- **Exercise set**:
1. Please answer these questions from the biography of Catherine D. Perry:
(a) Where was she born?
(b) During which years was she a United States magistrate judge?
(c) Who nominated her to the district court seat?
2. Pick up the biography of Catherine D. Perry after its final sentence and keep writing.

Catherine D. Perry (born 1952) is a senior United States district judge of the United States District Court for the Eastern District of Missouri.

Education and career

Born in Hobart, Oklahoma, Perry received a Bachelor of Arts degree from University of Oklahoma in 1977, and a Juris Doctor from Washington University School of Law in 1980. After graduation she became an adjunct professor of law at Washington University School of Law, and taught there intermittently from 1981 to 1994. She also served as a United States magistrate judge of the United States District Court for the Eastern District of Missouri from 1990 to 1994.

Federal judicial service

On July 15, 1994, Perry was nominated by President Bill Clinton to a seat on the United States District Court for the Eastern District of Missouri vacated by Clyde S. Cahill. She was confirmed by the United States Senate on October 6, 1994, and received her commission the following day. She served as Chief Judge from 2009 to 2016. She assumed senior status on December 31, 2018.

- **Material supplied**:
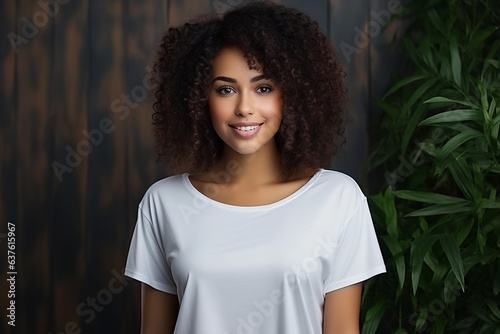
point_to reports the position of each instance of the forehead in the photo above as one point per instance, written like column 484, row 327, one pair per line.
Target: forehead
column 231, row 62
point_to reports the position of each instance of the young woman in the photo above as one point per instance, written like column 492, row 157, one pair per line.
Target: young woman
column 251, row 235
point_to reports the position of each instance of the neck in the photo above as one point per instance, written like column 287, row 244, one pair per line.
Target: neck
column 261, row 167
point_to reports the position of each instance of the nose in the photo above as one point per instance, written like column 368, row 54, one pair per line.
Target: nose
column 244, row 106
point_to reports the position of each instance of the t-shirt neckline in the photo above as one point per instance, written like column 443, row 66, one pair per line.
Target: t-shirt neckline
column 191, row 188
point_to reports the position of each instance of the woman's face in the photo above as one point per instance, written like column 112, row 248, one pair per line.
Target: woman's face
column 245, row 106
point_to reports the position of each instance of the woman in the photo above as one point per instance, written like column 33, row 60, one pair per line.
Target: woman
column 252, row 235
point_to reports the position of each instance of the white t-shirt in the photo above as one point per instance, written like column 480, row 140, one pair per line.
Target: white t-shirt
column 254, row 269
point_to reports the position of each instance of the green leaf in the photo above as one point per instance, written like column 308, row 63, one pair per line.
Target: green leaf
column 391, row 216
column 452, row 252
column 436, row 21
column 397, row 253
column 422, row 319
column 489, row 204
column 480, row 37
column 441, row 99
column 419, row 249
column 440, row 209
column 459, row 115
column 493, row 307
column 456, row 141
column 456, row 63
column 463, row 177
column 404, row 82
column 496, row 283
column 428, row 197
column 417, row 114
column 373, row 317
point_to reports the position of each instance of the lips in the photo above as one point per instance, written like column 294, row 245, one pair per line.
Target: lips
column 246, row 130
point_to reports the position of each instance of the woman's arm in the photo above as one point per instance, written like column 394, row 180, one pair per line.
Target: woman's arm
column 159, row 311
column 341, row 312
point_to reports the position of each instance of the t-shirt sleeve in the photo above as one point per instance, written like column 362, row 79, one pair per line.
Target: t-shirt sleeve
column 358, row 255
column 146, row 260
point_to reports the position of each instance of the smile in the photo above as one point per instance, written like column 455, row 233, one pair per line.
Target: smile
column 246, row 131
column 247, row 128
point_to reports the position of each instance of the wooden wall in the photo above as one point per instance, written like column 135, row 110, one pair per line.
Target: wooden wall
column 72, row 97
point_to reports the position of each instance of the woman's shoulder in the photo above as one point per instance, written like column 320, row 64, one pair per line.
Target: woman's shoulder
column 339, row 180
column 165, row 188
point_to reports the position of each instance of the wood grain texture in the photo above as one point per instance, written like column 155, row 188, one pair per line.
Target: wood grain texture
column 76, row 94
column 34, row 134
column 8, row 156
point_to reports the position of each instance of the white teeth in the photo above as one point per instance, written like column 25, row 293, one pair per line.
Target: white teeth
column 247, row 128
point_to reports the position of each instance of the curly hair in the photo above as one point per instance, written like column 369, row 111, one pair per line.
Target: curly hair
column 292, row 51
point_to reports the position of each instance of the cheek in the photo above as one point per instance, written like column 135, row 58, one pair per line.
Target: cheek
column 218, row 109
column 274, row 109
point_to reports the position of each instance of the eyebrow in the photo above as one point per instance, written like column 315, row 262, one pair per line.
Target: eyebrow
column 254, row 79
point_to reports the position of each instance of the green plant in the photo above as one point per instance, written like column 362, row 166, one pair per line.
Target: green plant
column 438, row 211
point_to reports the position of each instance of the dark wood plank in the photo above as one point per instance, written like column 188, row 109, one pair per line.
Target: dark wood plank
column 346, row 20
column 181, row 11
column 106, row 212
column 69, row 101
column 8, row 157
column 145, row 26
column 34, row 137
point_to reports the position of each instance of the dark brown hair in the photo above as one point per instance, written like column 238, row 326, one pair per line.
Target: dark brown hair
column 291, row 50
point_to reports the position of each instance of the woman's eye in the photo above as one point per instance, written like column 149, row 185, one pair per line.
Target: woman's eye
column 225, row 90
column 264, row 89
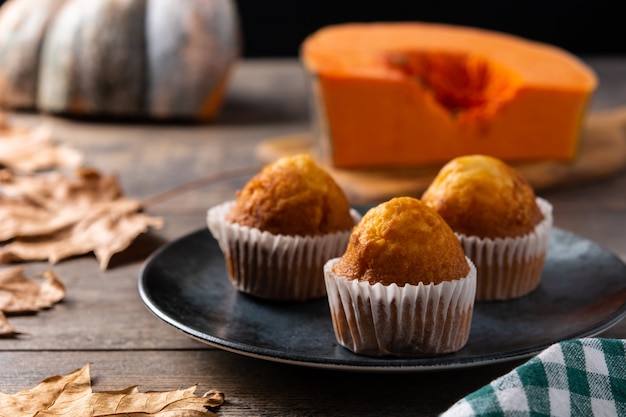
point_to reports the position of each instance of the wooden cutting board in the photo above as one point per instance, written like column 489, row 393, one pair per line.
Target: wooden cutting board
column 602, row 154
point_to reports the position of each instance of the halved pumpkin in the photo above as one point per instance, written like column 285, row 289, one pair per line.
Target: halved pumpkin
column 403, row 94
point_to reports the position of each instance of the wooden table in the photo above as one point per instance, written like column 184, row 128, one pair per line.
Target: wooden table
column 102, row 320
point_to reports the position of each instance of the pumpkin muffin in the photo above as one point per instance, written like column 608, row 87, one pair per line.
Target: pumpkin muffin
column 502, row 225
column 404, row 286
column 284, row 224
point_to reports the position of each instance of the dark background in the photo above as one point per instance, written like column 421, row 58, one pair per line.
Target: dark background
column 275, row 28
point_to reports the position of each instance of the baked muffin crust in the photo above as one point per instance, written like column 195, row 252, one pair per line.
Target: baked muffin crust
column 292, row 196
column 479, row 195
column 403, row 241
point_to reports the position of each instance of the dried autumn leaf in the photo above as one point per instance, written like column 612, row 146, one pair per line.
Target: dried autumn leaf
column 72, row 395
column 20, row 294
column 26, row 149
column 6, row 328
column 52, row 217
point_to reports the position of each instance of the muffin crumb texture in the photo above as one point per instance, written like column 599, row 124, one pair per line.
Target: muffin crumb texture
column 478, row 195
column 292, row 196
column 403, row 241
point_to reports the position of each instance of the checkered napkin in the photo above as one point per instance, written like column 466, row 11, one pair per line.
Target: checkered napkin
column 581, row 377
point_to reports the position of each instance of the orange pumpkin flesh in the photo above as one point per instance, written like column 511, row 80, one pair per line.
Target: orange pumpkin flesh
column 402, row 94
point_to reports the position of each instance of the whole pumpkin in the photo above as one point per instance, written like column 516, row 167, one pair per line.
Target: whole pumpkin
column 161, row 59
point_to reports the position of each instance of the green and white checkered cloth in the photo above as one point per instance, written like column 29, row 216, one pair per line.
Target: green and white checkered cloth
column 581, row 377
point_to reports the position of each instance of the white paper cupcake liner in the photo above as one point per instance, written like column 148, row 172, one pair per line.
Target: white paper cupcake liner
column 509, row 268
column 275, row 267
column 409, row 321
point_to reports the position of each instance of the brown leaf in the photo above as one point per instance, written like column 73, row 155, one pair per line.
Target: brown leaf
column 52, row 217
column 26, row 149
column 72, row 395
column 19, row 294
column 5, row 327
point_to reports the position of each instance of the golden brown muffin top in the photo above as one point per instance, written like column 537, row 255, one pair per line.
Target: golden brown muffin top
column 403, row 241
column 482, row 196
column 292, row 196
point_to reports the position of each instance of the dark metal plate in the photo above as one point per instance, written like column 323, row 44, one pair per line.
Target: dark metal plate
column 583, row 292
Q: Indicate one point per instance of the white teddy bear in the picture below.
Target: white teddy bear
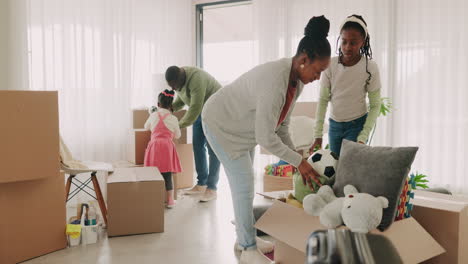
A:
(360, 212)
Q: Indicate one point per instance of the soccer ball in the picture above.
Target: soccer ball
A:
(324, 163)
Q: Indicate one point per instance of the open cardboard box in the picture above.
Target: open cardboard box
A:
(276, 183)
(291, 227)
(445, 217)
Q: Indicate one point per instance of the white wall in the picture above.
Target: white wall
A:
(4, 39)
(13, 46)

- **Task-by-task results**:
1.
(a) Hobart, Oklahoma
(b) 1990 to 1994
(c) President Bill Clinton

2.
Notable ruling

On August 18, 2014 Perry denied motions by the ACLU for temporary restraining orders against six police officers to prevent the enforcement of a 5-second rule in Ferguson, Missouri. Perry cited  the need for law enforcement's protection of property and the availability of a "free-speech zone". However, at the time of this ruling the free speech zone was off-limits to the public.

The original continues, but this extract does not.